Given data =
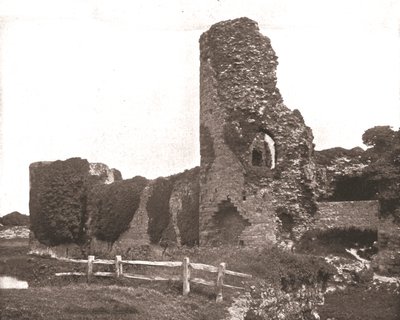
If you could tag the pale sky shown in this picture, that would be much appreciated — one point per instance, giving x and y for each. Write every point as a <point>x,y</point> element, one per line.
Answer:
<point>118,81</point>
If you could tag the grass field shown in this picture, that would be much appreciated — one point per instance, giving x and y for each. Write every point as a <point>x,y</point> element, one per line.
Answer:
<point>50,297</point>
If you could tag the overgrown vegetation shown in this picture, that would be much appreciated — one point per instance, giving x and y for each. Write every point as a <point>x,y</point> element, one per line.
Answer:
<point>158,208</point>
<point>15,219</point>
<point>335,241</point>
<point>188,219</point>
<point>58,201</point>
<point>114,206</point>
<point>361,303</point>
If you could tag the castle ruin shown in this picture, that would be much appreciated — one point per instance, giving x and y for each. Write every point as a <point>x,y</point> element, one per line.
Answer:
<point>256,185</point>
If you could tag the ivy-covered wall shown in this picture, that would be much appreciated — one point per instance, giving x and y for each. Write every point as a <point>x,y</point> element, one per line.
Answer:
<point>112,207</point>
<point>58,199</point>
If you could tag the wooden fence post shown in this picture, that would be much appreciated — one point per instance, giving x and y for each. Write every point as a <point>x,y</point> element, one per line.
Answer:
<point>118,266</point>
<point>186,276</point>
<point>90,268</point>
<point>220,281</point>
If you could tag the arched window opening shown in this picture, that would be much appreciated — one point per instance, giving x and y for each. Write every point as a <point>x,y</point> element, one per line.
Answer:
<point>263,151</point>
<point>257,158</point>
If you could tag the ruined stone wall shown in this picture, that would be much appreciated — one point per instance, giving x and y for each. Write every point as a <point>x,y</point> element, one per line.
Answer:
<point>346,214</point>
<point>164,211</point>
<point>58,196</point>
<point>239,102</point>
<point>339,175</point>
<point>387,261</point>
<point>77,206</point>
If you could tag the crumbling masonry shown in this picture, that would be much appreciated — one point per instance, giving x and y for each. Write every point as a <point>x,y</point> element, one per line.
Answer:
<point>256,185</point>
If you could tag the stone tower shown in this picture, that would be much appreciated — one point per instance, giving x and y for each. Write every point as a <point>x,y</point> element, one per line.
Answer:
<point>256,175</point>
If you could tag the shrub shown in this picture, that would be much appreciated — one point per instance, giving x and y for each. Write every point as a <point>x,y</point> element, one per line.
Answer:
<point>15,219</point>
<point>58,201</point>
<point>113,207</point>
<point>158,208</point>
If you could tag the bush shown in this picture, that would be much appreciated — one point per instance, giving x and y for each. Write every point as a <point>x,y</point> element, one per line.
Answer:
<point>15,219</point>
<point>113,207</point>
<point>335,241</point>
<point>58,201</point>
<point>158,208</point>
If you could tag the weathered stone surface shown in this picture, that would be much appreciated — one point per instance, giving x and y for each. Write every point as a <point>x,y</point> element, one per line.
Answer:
<point>164,211</point>
<point>111,207</point>
<point>241,112</point>
<point>347,214</point>
<point>58,195</point>
<point>339,175</point>
<point>387,261</point>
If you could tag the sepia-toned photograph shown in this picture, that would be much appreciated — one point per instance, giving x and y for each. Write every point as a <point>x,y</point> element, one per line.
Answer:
<point>199,160</point>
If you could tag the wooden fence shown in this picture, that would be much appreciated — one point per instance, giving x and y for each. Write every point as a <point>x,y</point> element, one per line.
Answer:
<point>186,266</point>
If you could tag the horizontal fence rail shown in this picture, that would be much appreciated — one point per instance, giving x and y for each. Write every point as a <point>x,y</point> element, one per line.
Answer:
<point>186,266</point>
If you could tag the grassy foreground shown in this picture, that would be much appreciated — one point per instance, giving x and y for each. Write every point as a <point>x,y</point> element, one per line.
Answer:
<point>50,297</point>
<point>100,302</point>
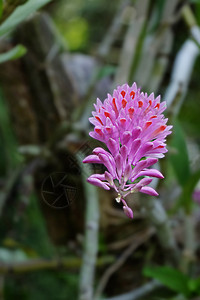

Short problem =
Starting at the beginning of the listing and ending at the line that contains "<point>58,199</point>", write those lines out again with the requests included, and shift every x and y coordinate in the answers by -14. Leave the pictures out.

Solved problem =
If you could tag the pale sky shown in this picture, that would be much appreciated — one point per instance, giving x and y for each. Write every point as a <point>x,y</point> element, one per line.
Answer:
<point>104,67</point>
If you could tag the grass field shown in this picture, that would be much appreciated — one point per instance, giving x and y for each. Write every point as a <point>x,y</point> element, one per line.
Answer:
<point>36,283</point>
If you could tag the overgrown vegetation shown in this picture, that would be much appreciated — one point per instance, giving x and y for each. Write every point as a <point>x,y</point> element, one per line.
Answer:
<point>144,194</point>
<point>1,205</point>
<point>321,227</point>
<point>174,205</point>
<point>44,187</point>
<point>100,192</point>
<point>347,289</point>
If you could tag the castle ruin shown in this picture, that would be much appreciated — one point per instance, giving x and y for each. Write every point as a <point>x,y</point> element, one per line.
Answer:
<point>242,171</point>
If you could tag the ivy-covered wall shown in this picture, that would be much appreciated — one point per instance, giving x and y for each. Write every point as a <point>x,y</point> element, one per line.
Answer:
<point>98,193</point>
<point>44,185</point>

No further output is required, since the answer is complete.